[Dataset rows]
* START *

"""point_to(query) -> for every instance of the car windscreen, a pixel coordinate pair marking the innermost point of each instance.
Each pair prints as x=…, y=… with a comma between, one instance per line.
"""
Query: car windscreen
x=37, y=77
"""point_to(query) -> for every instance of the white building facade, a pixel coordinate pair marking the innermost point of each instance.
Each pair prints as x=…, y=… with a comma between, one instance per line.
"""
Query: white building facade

* END *

**EXERCISE:** Please recast the entries above as a two-column Markdown table headed Row and Line, giving each line its own numbered row and leaving out blank lines.

**RESPONSE BELOW:**
| Row | Line |
|---|---|
| 1 | """point_to(query) -> for every instance of the car windscreen, a pixel coordinate pair marking the innermost point of each instance. |
| 2 | Each pair prints as x=…, y=… with a comma between, one instance per line. |
| 3 | """ |
| 4 | Query: car windscreen |
| 5 | x=37, y=77 |
| 6 | """point_to(query) -> for every instance of the white building facade, a pixel coordinate pair marking the innermost point of each instance. |
| 7 | Each pair prints as x=…, y=… with a comma between, one instance per line. |
| 8 | """ |
| 9 | Query: white building facade |